**Problem requirements**
Every line of the data is to be transcribed as it stands.

**Working data**

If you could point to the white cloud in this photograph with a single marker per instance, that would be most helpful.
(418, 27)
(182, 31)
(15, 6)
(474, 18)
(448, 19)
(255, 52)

**Answer for this exercise**
If you could point to the white cloud in this photograph with a single marker per instance, that would be most helpful.
(418, 27)
(182, 31)
(15, 6)
(474, 18)
(448, 19)
(255, 52)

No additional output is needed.